> [Task to complete]:
Pick out every line of the records that contains the string "wiper", and copy each one in full. Case counts.

::: Data shown

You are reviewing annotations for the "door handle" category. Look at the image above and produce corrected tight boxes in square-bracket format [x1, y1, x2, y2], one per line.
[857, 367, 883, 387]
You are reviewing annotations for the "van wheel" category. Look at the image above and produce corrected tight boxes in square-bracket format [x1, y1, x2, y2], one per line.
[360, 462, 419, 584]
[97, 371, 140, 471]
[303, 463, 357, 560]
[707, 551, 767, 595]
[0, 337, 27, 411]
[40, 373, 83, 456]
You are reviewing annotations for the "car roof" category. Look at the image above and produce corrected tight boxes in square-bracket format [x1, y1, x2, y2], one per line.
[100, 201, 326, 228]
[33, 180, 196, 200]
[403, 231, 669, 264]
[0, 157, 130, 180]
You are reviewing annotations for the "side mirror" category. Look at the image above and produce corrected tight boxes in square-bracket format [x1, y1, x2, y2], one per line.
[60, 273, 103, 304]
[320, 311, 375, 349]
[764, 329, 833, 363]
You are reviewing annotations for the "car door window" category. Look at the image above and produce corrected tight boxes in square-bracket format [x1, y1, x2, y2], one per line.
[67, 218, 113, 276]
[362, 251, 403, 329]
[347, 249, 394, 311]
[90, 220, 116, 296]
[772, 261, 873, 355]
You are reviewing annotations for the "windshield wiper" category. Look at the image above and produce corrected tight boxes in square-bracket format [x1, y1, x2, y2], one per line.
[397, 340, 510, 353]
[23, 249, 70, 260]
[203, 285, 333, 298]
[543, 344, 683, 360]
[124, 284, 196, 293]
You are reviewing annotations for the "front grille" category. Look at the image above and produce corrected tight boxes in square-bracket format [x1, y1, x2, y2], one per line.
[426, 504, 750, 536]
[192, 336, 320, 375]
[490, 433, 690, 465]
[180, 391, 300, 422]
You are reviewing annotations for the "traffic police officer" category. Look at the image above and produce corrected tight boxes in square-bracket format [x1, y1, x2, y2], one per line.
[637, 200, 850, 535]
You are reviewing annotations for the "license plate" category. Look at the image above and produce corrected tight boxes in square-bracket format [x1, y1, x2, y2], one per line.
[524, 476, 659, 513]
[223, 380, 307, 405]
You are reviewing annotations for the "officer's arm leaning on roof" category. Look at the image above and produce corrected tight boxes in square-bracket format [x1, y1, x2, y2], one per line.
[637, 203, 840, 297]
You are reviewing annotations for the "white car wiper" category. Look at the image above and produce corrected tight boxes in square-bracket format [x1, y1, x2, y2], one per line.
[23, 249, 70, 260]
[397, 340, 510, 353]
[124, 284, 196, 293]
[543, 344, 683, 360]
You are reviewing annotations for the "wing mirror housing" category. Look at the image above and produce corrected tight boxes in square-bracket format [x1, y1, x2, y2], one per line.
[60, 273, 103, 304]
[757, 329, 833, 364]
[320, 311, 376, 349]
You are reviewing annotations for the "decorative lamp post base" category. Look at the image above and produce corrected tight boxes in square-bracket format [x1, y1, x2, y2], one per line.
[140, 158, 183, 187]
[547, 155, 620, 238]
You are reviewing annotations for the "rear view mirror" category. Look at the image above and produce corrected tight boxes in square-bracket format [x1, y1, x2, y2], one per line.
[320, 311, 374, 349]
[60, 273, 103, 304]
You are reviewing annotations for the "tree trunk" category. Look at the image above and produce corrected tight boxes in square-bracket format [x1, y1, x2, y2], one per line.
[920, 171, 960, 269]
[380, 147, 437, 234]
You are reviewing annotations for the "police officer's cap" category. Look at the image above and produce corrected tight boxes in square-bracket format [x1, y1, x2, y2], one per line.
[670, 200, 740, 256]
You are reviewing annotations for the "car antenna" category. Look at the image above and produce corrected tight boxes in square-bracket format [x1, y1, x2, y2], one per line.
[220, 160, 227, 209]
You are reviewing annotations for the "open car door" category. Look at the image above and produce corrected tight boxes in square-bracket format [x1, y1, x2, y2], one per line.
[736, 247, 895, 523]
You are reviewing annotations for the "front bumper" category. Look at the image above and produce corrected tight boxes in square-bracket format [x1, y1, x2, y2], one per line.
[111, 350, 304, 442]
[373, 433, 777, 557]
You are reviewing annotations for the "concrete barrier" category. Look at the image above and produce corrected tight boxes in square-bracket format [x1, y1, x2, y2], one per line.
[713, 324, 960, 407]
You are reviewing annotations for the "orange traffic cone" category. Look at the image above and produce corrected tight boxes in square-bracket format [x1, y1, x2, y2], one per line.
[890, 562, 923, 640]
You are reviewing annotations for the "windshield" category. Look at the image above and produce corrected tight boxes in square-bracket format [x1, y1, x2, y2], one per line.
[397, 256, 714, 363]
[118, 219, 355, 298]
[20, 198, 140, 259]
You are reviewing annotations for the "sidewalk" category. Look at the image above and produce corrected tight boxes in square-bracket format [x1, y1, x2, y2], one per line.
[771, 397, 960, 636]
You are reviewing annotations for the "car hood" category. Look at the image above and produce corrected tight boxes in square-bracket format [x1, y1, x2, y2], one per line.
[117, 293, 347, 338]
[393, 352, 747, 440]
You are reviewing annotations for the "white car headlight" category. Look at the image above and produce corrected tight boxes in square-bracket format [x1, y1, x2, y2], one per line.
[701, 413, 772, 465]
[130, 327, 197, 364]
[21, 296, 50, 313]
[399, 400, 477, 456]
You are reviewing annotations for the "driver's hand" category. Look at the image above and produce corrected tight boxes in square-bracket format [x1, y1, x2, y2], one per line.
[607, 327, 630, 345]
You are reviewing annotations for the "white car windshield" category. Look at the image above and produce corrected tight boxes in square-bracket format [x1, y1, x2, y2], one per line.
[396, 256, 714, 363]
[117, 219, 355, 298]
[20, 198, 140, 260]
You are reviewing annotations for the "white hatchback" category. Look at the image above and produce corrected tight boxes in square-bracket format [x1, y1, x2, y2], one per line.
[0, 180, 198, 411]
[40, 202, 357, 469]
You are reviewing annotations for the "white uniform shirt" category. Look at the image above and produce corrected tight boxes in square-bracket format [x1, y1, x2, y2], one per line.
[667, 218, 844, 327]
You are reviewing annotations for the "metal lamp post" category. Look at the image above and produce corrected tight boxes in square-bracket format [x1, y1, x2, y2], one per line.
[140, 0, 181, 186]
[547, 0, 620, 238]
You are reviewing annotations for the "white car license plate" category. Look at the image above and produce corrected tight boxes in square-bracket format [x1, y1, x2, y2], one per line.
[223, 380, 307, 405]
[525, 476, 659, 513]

::::::

> [Answer to this problem]:
You are reviewing annotations for the "windshield wiper" category. Look at the image above and produce corrected tight boxes in square-bracket format [x1, y1, x2, y2], one per line.
You are reviewing annotations for the "white car wiper" category. Look at the image above and produce corrected tight boxes in square-bracket format [x1, y1, x2, y2], one per line.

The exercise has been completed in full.